→ ACTIVITY
Present the following entries again, word for word and in full.

→ SOURCE DATA
***

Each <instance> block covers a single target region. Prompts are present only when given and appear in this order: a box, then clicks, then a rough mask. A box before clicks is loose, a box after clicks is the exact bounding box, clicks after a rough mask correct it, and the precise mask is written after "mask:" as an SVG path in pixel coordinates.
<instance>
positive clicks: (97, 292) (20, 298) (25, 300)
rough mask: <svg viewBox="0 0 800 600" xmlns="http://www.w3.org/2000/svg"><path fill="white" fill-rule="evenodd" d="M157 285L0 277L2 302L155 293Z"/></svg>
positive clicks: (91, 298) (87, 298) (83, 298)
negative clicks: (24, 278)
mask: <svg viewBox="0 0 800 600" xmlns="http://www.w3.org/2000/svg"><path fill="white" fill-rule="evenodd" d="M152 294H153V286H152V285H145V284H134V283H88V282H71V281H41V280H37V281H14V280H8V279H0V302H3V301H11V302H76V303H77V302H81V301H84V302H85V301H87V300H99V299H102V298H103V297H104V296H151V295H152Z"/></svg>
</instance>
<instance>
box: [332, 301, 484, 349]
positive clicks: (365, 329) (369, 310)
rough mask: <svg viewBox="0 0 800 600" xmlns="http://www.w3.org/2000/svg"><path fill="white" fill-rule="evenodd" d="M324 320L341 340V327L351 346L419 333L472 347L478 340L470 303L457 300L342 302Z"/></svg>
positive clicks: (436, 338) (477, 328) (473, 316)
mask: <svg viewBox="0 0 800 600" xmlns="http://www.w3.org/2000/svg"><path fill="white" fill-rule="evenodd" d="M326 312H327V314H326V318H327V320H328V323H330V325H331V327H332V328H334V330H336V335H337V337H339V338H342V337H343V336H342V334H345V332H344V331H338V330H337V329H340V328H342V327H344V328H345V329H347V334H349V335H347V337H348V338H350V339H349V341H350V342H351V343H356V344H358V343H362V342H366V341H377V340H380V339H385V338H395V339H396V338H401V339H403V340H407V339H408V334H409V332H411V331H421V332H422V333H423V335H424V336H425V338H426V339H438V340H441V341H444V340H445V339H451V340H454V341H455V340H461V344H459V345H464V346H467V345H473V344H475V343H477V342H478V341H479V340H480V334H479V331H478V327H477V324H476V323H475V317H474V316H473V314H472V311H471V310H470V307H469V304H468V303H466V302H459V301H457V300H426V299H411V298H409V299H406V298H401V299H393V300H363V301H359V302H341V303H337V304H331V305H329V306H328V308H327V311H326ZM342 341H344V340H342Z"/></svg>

***

→ RESULT FOR THIS TASK
Each <instance> block covers a single target region. Prompts are present only when given and appear in this order: a box, then clicks, then a rough mask. A box before clicks is loose, a box after clicks is the exact bounding box, clicks after a rough mask correct it, and the precise mask is written after "mask:" as an SVG path in pixel coordinates.
<instance>
positive clicks: (97, 292) (20, 298) (25, 300)
rough mask: <svg viewBox="0 0 800 600" xmlns="http://www.w3.org/2000/svg"><path fill="white" fill-rule="evenodd" d="M157 285L0 277L2 302L155 293Z"/></svg>
positive clicks: (91, 298) (87, 298) (83, 298)
negative clicks: (24, 278)
mask: <svg viewBox="0 0 800 600" xmlns="http://www.w3.org/2000/svg"><path fill="white" fill-rule="evenodd" d="M152 294H153V286H152V285H145V284H134V283H88V282H71V281H41V280H37V281H14V280H8V279H0V302H3V301H11V302H76V303H77V302H81V301H84V302H85V301H87V300H99V299H102V298H103V297H104V296H151V295H152Z"/></svg>
</instance>
<instance>
box: [332, 301, 484, 349]
positive clicks: (365, 329) (369, 310)
rough mask: <svg viewBox="0 0 800 600" xmlns="http://www.w3.org/2000/svg"><path fill="white" fill-rule="evenodd" d="M324 320L341 340V327L351 346L419 333L472 347L478 340L470 303L457 300L342 302Z"/></svg>
positive clicks: (436, 338) (477, 328) (473, 316)
mask: <svg viewBox="0 0 800 600" xmlns="http://www.w3.org/2000/svg"><path fill="white" fill-rule="evenodd" d="M326 312H327V314H326V318H327V320H328V323H330V325H331V327H332V328H334V330H336V335H337V337H339V338H342V337H343V336H342V334H345V332H344V331H338V330H337V329H340V328H342V327H344V328H345V329H347V334H349V335H347V337H348V338H350V339H349V341H350V342H351V343H356V344H358V343H362V342H366V341H377V340H380V339H385V338H395V339H396V338H401V339H403V340H407V339H408V334H409V332H411V331H421V332H422V333H423V335H424V336H425V338H426V339H438V340H441V341H444V340H445V339H451V340H454V341H455V340H461V344H459V345H464V346H467V345H473V344H475V343H477V342H478V341H479V340H480V334H479V331H478V327H477V324H476V323H475V317H474V316H473V314H472V311H471V310H470V307H469V304H468V303H466V302H459V301H457V300H426V299H411V298H409V299H406V298H401V299H393V300H363V301H359V302H341V303H337V304H331V305H329V306H328V308H327V311H326ZM342 341H344V340H342Z"/></svg>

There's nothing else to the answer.